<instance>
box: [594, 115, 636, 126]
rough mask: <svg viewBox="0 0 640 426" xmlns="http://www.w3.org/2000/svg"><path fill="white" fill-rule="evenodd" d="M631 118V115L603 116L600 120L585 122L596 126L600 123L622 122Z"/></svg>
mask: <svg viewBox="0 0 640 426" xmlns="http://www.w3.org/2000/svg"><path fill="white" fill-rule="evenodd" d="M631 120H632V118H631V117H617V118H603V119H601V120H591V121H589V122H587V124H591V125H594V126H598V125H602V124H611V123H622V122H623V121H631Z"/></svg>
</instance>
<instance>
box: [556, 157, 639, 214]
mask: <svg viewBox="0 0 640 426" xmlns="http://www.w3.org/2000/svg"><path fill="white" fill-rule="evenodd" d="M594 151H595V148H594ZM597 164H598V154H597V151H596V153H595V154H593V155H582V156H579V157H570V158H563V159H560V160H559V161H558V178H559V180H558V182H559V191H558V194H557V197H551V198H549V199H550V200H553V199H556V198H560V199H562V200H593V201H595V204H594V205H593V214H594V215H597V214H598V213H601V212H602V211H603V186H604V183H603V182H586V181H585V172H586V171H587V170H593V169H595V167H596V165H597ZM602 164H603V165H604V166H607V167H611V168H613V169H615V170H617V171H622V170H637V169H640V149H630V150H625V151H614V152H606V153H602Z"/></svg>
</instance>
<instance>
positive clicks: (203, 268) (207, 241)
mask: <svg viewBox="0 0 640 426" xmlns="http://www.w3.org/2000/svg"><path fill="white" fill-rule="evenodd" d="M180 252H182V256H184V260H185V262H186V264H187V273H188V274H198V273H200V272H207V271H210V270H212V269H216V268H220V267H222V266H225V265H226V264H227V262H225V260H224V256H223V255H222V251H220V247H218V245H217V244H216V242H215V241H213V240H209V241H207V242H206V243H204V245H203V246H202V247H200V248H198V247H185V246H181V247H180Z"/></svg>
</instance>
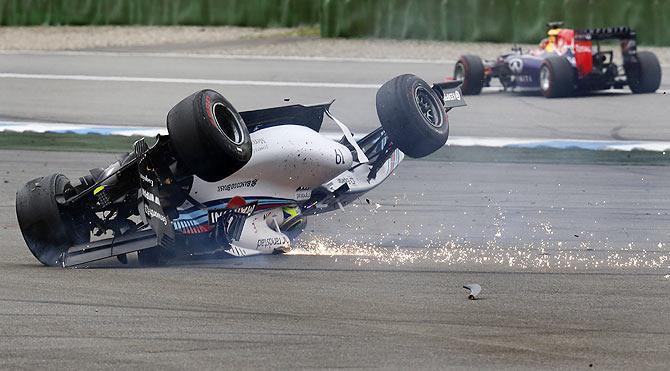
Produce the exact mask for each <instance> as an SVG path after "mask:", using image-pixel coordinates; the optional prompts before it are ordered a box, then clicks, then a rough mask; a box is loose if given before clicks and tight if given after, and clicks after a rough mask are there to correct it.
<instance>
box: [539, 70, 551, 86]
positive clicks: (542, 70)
mask: <svg viewBox="0 0 670 371" xmlns="http://www.w3.org/2000/svg"><path fill="white" fill-rule="evenodd" d="M550 86H551V82H550V81H549V68H548V67H547V66H542V68H541V69H540V88H542V90H543V91H548V90H549V87H550Z"/></svg>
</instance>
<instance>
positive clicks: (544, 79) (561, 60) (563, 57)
mask: <svg viewBox="0 0 670 371" xmlns="http://www.w3.org/2000/svg"><path fill="white" fill-rule="evenodd" d="M540 91H542V95H544V96H545V97H547V98H560V97H568V96H571V95H573V94H574V92H575V70H574V68H572V65H571V64H570V62H568V60H567V59H566V58H564V57H561V56H551V57H548V58H547V59H545V60H544V61H543V62H542V65H541V66H540Z"/></svg>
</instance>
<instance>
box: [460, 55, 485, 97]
mask: <svg viewBox="0 0 670 371" xmlns="http://www.w3.org/2000/svg"><path fill="white" fill-rule="evenodd" d="M484 79H485V76H484V63H483V62H482V59H481V58H479V57H478V56H476V55H469V54H467V55H462V56H461V57H460V58H459V59H458V61H457V62H456V65H455V66H454V80H460V81H463V85H461V92H462V93H463V94H465V95H477V94H479V93H481V91H482V87H484Z"/></svg>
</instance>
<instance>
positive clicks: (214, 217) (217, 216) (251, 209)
mask: <svg viewBox="0 0 670 371" xmlns="http://www.w3.org/2000/svg"><path fill="white" fill-rule="evenodd" d="M256 205H257V203H256V202H254V203H252V204H248V205H245V206H240V207H237V208H234V209H214V210H209V211H208V212H207V220H208V221H209V224H210V225H214V224H216V223H217V222H218V221H219V219H220V218H221V217H222V216H223V215H224V213H230V214H233V215H240V216H244V217H245V218H248V217H250V216H251V214H253V213H254V211H255V210H256Z"/></svg>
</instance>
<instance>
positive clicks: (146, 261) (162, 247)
mask: <svg viewBox="0 0 670 371" xmlns="http://www.w3.org/2000/svg"><path fill="white" fill-rule="evenodd" d="M171 258H172V254H170V253H169V252H168V251H167V249H166V248H165V247H163V246H156V247H152V248H149V249H144V250H140V251H138V252H137V261H138V262H139V263H140V265H141V266H142V267H162V266H164V265H166V264H167V263H168V261H170V259H171Z"/></svg>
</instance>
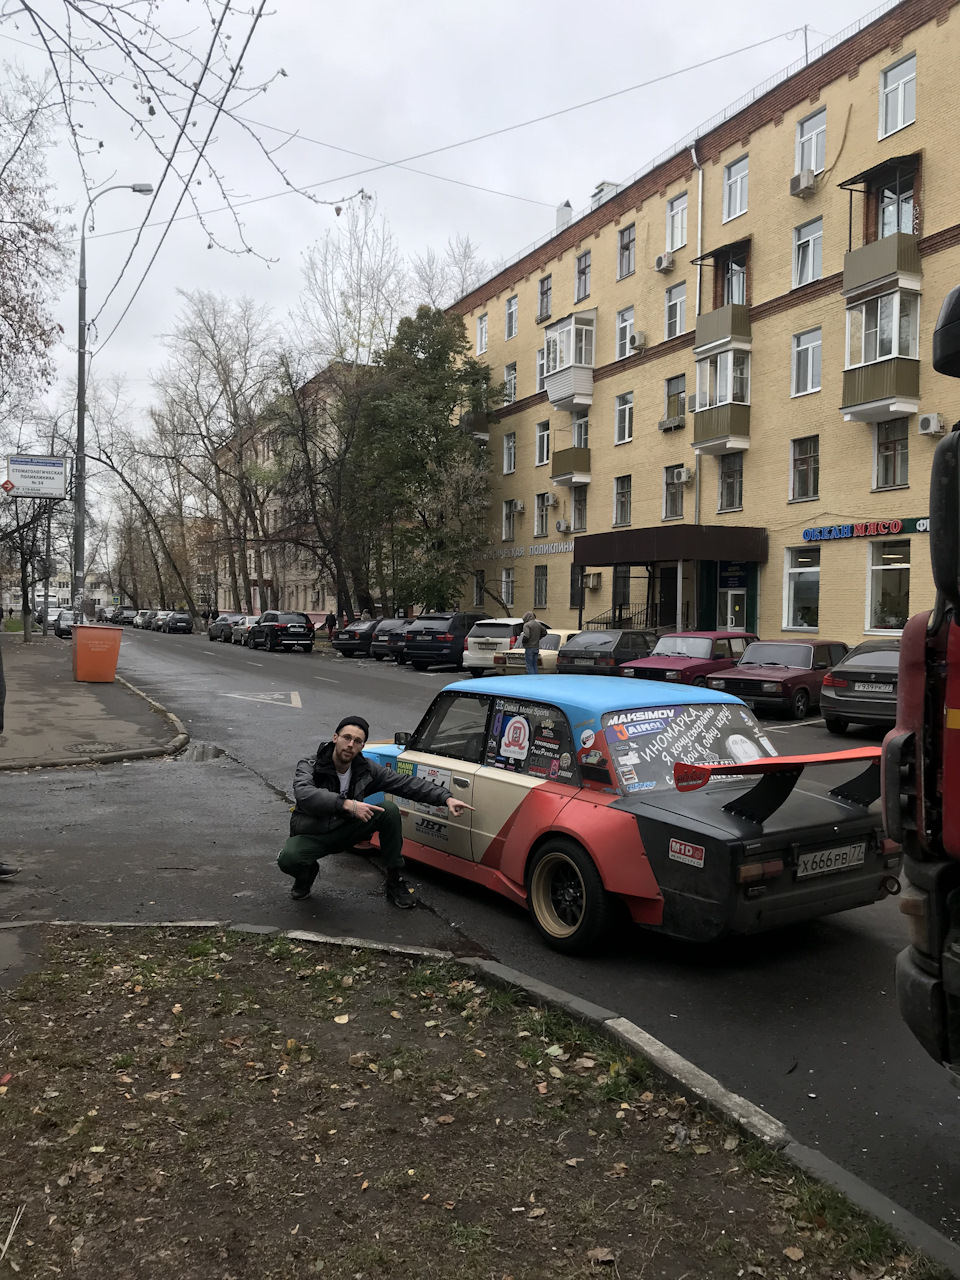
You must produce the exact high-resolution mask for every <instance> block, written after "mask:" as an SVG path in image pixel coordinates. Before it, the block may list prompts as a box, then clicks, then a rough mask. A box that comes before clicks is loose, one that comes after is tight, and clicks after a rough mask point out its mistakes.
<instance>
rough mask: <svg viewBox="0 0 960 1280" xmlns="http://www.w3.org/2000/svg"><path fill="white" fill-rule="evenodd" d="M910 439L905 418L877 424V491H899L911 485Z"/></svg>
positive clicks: (894, 419) (876, 479) (907, 427)
mask: <svg viewBox="0 0 960 1280" xmlns="http://www.w3.org/2000/svg"><path fill="white" fill-rule="evenodd" d="M909 449H910V439H909V431H908V421H906V419H905V417H895V419H891V421H890V422H878V424H877V468H876V480H874V485H876V488H877V489H899V488H900V486H901V485H905V484H909V483H910V481H909V475H910V470H909V462H910V454H909Z"/></svg>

● ● ●

__Required work__. When you write out the material, keep every line exact and leave out each picture.

__Finished task__.
<instance>
box: [594, 115, 636, 126]
rough mask: <svg viewBox="0 0 640 426" xmlns="http://www.w3.org/2000/svg"><path fill="white" fill-rule="evenodd" d="M631 118V115L603 116L600 120L585 122L596 126L600 123L622 122Z"/></svg>
mask: <svg viewBox="0 0 640 426" xmlns="http://www.w3.org/2000/svg"><path fill="white" fill-rule="evenodd" d="M631 120H632V118H631V117H617V118H603V119H601V120H591V121H589V122H587V124H591V125H594V126H598V125H602V124H611V123H622V122H623V121H631Z"/></svg>
</instance>
<instance>
box: [556, 157, 639, 214]
mask: <svg viewBox="0 0 640 426" xmlns="http://www.w3.org/2000/svg"><path fill="white" fill-rule="evenodd" d="M594 151H595V148H594ZM597 164H598V154H597V151H596V153H595V154H593V155H582V156H579V157H570V158H563V159H560V160H559V161H558V178H559V180H558V182H559V191H558V194H557V197H551V198H549V199H550V200H553V199H556V198H560V199H562V200H593V201H595V204H594V205H593V214H594V215H597V214H598V213H601V212H602V211H603V186H604V183H603V182H586V181H585V172H586V171H587V170H593V169H595V167H596V165H597ZM602 164H603V165H604V166H607V167H611V168H613V169H615V170H617V171H622V170H637V169H640V149H630V150H625V151H614V152H606V153H602Z"/></svg>
</instance>
<instance>
positive clicks: (203, 268) (207, 241)
mask: <svg viewBox="0 0 640 426" xmlns="http://www.w3.org/2000/svg"><path fill="white" fill-rule="evenodd" d="M180 252H182V256H184V260H185V262H186V264H187V273H188V274H198V273H200V272H207V271H210V270H212V269H216V268H220V267H222V266H225V265H226V264H227V262H225V260H224V256H223V255H222V251H220V247H218V245H217V244H216V242H215V241H213V240H209V241H207V242H206V243H204V245H203V246H202V247H200V248H198V247H185V246H181V247H180Z"/></svg>
</instance>
Produce the exact mask for each <instance> as an SVG path after "mask:", using image-pixel coordinates; the optional prompts before it are ordered a box, then clicks, then a rough mask; a box is loose if given before clicks and tight if given after, and clicks after a rough mask are there to correct it.
<instance>
box: [539, 70, 551, 86]
positive clicks: (542, 70)
mask: <svg viewBox="0 0 670 371" xmlns="http://www.w3.org/2000/svg"><path fill="white" fill-rule="evenodd" d="M550 86H551V82H550V81H549V68H548V67H547V66H542V68H541V69H540V88H542V90H543V91H548V90H549V87H550Z"/></svg>
</instance>
<instance>
positive clicks: (544, 79) (561, 60) (563, 57)
mask: <svg viewBox="0 0 670 371" xmlns="http://www.w3.org/2000/svg"><path fill="white" fill-rule="evenodd" d="M540 91H542V95H544V96H545V97H547V98H560V97H568V96H571V95H573V94H574V92H575V70H574V68H572V65H571V64H570V62H568V60H567V59H566V58H564V57H561V56H551V57H548V58H547V59H545V60H544V61H543V62H542V65H541V66H540Z"/></svg>
</instance>
<instance>
box: [460, 55, 485, 97]
mask: <svg viewBox="0 0 670 371" xmlns="http://www.w3.org/2000/svg"><path fill="white" fill-rule="evenodd" d="M484 79H485V76H484V63H483V62H482V59H481V58H479V57H478V56H476V55H469V54H467V55H462V56H461V57H460V58H459V59H458V61H457V62H456V65H455V66H454V80H460V81H463V85H461V92H462V93H463V94H465V95H477V94H479V93H481V91H482V87H484Z"/></svg>
</instance>
<instance>
positive clicks: (214, 217) (217, 216) (251, 209)
mask: <svg viewBox="0 0 670 371" xmlns="http://www.w3.org/2000/svg"><path fill="white" fill-rule="evenodd" d="M256 205H257V203H256V202H254V203H252V204H248V205H245V206H240V207H237V208H234V209H214V210H209V211H208V212H207V220H208V221H209V224H210V225H214V224H216V223H217V222H218V221H219V219H220V218H221V217H222V216H223V215H224V213H230V214H233V215H240V216H244V217H245V218H248V217H250V216H251V214H253V213H254V211H255V210H256Z"/></svg>
</instance>
<instance>
positive clicks: (146, 261) (162, 247)
mask: <svg viewBox="0 0 670 371" xmlns="http://www.w3.org/2000/svg"><path fill="white" fill-rule="evenodd" d="M171 258H172V254H170V253H169V252H168V251H167V249H166V248H165V247H163V246H156V247H152V248H149V249H144V250H140V251H138V252H137V261H138V262H139V263H140V265H141V266H142V267H162V266H164V265H166V264H167V263H168V261H170V259H171Z"/></svg>
</instance>
You must produce the exact high-resolution mask for every <instance> block, written after "mask:" as an SVG path in image pixel coordinates. Before it, the block may list prompts as a box, then clicks, then a rough mask. A box that comes before clicks is loose, one that comes after is tight, and clicks after a rough mask point out its mistakes.
<instance>
rough mask: <svg viewBox="0 0 960 1280" xmlns="http://www.w3.org/2000/svg"><path fill="white" fill-rule="evenodd" d="M910 439L905 418L877 424V491H899L911 485Z"/></svg>
positive clicks: (894, 419) (876, 479) (907, 427)
mask: <svg viewBox="0 0 960 1280" xmlns="http://www.w3.org/2000/svg"><path fill="white" fill-rule="evenodd" d="M909 449H910V439H909V431H908V421H906V419H905V417H895V419H891V421H890V422H878V424H877V468H876V480H874V485H876V488H877V489H899V488H900V486H901V485H905V484H909V483H910V481H909V475H910V470H909V462H910V454H909Z"/></svg>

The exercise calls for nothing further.